REQUIRED WORK:
Would you reproduce the entries exactly, including every line?

DATA PROVIDED below:

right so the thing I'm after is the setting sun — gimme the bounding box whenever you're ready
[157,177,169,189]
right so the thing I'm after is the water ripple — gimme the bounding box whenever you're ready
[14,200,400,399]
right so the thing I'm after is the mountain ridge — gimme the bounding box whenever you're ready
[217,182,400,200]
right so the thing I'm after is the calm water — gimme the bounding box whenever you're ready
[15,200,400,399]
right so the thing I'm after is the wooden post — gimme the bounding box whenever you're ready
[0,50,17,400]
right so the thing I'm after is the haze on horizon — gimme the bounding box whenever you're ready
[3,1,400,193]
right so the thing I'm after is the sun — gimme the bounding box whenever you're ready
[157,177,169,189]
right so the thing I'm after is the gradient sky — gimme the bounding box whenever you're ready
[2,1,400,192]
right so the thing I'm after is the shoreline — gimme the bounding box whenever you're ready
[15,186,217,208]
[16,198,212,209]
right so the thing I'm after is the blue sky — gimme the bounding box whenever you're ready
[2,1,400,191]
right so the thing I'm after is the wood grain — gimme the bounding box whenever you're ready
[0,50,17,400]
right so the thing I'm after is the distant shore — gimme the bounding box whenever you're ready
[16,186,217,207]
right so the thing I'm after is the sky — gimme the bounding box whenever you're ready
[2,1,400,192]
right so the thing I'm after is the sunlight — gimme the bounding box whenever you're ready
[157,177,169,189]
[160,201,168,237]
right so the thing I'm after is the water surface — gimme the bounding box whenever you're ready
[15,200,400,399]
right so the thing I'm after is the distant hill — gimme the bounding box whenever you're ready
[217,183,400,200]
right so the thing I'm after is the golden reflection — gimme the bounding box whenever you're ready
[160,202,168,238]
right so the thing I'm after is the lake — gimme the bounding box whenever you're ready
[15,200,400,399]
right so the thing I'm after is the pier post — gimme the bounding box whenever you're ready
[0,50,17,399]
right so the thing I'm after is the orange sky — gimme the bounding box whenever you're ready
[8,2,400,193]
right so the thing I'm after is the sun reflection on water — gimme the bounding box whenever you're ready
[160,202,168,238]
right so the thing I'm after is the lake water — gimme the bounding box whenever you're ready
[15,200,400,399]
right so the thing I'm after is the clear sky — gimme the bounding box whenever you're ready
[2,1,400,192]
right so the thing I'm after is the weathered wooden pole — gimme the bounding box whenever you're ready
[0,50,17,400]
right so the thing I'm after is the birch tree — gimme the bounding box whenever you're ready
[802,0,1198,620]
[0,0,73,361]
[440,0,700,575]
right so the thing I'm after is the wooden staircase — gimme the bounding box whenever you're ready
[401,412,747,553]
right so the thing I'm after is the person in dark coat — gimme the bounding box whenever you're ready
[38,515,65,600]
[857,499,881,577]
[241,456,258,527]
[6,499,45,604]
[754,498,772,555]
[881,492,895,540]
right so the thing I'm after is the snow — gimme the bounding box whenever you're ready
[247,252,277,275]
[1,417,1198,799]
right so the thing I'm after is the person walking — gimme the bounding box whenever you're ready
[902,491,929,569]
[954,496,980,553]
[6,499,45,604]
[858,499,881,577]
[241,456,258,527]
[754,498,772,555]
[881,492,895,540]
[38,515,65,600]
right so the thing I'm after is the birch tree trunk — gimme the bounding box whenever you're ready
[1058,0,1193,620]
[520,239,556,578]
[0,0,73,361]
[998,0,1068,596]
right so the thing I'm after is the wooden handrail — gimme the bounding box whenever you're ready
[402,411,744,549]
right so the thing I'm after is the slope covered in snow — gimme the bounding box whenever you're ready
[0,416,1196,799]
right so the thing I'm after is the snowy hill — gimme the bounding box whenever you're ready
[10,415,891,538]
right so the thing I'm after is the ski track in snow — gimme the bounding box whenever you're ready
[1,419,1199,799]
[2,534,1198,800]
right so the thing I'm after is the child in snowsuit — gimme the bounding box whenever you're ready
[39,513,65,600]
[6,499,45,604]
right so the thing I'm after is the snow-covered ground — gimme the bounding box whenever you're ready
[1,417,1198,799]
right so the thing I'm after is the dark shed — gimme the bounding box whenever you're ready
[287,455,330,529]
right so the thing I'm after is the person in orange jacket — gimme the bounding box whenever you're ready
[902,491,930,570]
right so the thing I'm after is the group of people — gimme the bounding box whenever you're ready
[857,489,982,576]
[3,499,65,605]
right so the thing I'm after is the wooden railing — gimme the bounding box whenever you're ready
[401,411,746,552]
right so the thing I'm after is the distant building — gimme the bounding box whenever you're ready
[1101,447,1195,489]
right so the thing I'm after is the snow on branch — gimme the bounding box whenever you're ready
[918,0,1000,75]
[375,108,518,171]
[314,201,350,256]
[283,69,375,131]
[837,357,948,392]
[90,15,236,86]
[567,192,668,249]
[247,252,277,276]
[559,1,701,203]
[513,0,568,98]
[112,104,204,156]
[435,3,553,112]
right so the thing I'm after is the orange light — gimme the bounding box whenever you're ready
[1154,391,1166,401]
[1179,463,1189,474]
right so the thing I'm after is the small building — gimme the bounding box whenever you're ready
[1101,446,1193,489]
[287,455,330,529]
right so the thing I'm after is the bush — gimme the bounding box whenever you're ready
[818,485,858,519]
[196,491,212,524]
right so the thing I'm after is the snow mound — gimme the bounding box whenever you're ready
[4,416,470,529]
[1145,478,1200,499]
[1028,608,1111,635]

End of DATA PROVIDED.

COMPLETED TASK:
right so the thing I'm after is the setting sun — gimme the bounding box whenever you're ready
[157,177,169,189]
right so the thing I'm after is the water ripple — gimme the bounding box whenever you're ready
[14,200,400,399]
right so the thing I'm after is the mountain ridge — gimme the bounding box whenever you're ready
[217,182,400,200]
right so the thing I'm after is the calm water — gimme the bounding box whenever you're ready
[15,200,400,399]
right so the thing I'm after is the wooden post — gimme the bounding box whenever you're ready
[0,50,17,400]
right so the thing I'm after is the haze on horizon — gimme the bounding box whenever you're ready
[3,1,400,193]
right so the thing I'm after is the sun — gimme the bounding box whenever you're ready
[157,177,169,189]
right so the thing I'm after is the gradient sky — gimme the bounding box whenever you're ready
[2,1,400,192]
right so the thing I'm after is the shoreline — gimme the bounding box whenever you're ready
[15,186,217,208]
[16,198,212,209]
right so the thing I'm after is the blue sky — gimme the bounding box whenever you're ready
[2,1,400,191]
right so the thing I'm after is the wood grain — gimme the bounding box whenever you're ready
[0,50,17,400]
right so the thing I'm after is the distant shore — gimme the bounding box whenever you're ready
[16,186,217,207]
right so the thing I'm after is the sky — gimme the bounding box whenever you're ready
[2,1,400,192]
right so the thing I'm after is the sunlight — gimme the bounding box whenever you're ready
[157,177,169,189]
[160,201,168,237]
right so the thing I'm after is the water surface — gimme the bounding box whenever you're ready
[15,200,400,399]
right so the thing I'm after is the distant hill — gimme the bounding box whenever you're ready
[217,183,400,200]
right so the thing I'm after is the golden reflection — gimme the bounding box whenever you're ready
[160,202,168,238]
right so the thing I'm after is the lake — gimme the bounding box whenever you're ready
[15,200,400,399]
right so the thing I'm after is the pier post — gimme the bounding box whenever you're ready
[0,50,17,399]
right so the thing I'm after is the orange sky — gimme the bounding box whenever you're ready
[8,2,400,193]
right so the thing I'm after is the sun reflection on water — gimme the bounding box whenever you're ready
[160,202,168,238]
right so the thing I'm after is the lake water — gimme the bounding box whenever you're ready
[15,200,400,399]
right so the thing I'm after is the clear sky — gimme the bounding box whenever you're ready
[2,1,400,192]
right so the thing I'm after is the weathered wooden pole — gimme the bounding box whenever you're ready
[0,50,17,400]
right so the thing I'm after is the birch tree — gimme the bounding box whenever you're ready
[802,0,1198,620]
[0,0,73,361]
[440,0,700,575]
right so the thing I'm after is the wooden staircase — gimme the bounding box whenever you're ready
[401,412,747,553]
right so the thing I'm after is the person in dark coat — gimme the bounding box whenever you're ready
[38,515,65,600]
[857,499,881,577]
[241,456,258,527]
[6,499,45,604]
[754,498,772,555]
[881,492,895,540]
right so the thing I'm after is the snow — gimme the bounding box whenever you're ready
[247,252,277,275]
[1,417,1198,799]
right so the thing I'm after is the person walking — gimme the bounding box whenever you're ready
[902,491,929,569]
[954,496,980,553]
[6,499,45,604]
[858,499,881,577]
[241,456,258,527]
[754,498,772,555]
[881,492,895,540]
[38,515,65,600]
right so the thing I'm after is the birch tree trunk — gimme the bounding box whenever you're ready
[1058,0,1193,620]
[520,239,556,578]
[0,0,73,361]
[998,0,1068,596]
right so the thing I'm after is the wooden handrail — gimme the bounding box whenever you're ready
[402,411,744,549]
right so the thing I'm after is the slope covered in snow — gimme the bounding box whenever you're ready
[0,416,1196,799]
right so the thing I'm after is the snowy hill — gimme the bounding box whenever you're ready
[10,415,891,538]
right so the thing I'm after is the ski track in snow — gimme the bounding box whenever you're ready
[1,419,1199,799]
[2,534,1198,800]
right so the thing I'm after is the child in snowsuit — gimme the bounding box whenever you're ready
[39,513,65,600]
[6,499,45,604]
right so the thing I'm after is the snow-covered ground — gimme the bounding box whenever you're ready
[1,417,1198,799]
right so the thing I'm after is the dark shed — gimme the bounding box whenever you're ready
[287,455,330,529]
right so the thing I'm after is the person in orange jacket — gimme the bounding box whenever you're ready
[902,491,930,570]
right so the thing I'm after is the group of people — gimme the bounding box whenever you're ready
[857,489,982,576]
[3,499,65,605]
right so the thing I'm after is the wooden railing — gimme the bounding box whenever you're ready
[401,411,746,552]
right so the thing I'm after is the distant building — gimme the bounding box whenever you're ready
[1101,447,1195,489]
right so the thing I'm after is the snow on branch — gimme the bounding box whenever you're ready
[918,0,1000,75]
[375,108,518,171]
[314,201,350,256]
[283,69,375,131]
[837,357,948,392]
[90,15,236,86]
[567,192,668,249]
[247,252,277,276]
[559,1,701,203]
[513,0,568,98]
[112,104,204,156]
[435,3,553,112]
right so the thing I'm after is the orange light — gimme the bounding box whenever you're ready
[1154,391,1166,401]
[1179,463,1189,474]
right so the thing I'm after is the small building — gimme the bounding box whenever you're ready
[1101,446,1193,489]
[287,455,330,529]
right so the thing I'm after is the bush — gimme the bounding box whenever you're ready
[818,485,858,519]
[196,491,212,524]
right so the thing I'm after is the snow mound — gimme the bounding box whenever you're ready
[4,416,470,529]
[1145,478,1200,499]
[1028,608,1111,635]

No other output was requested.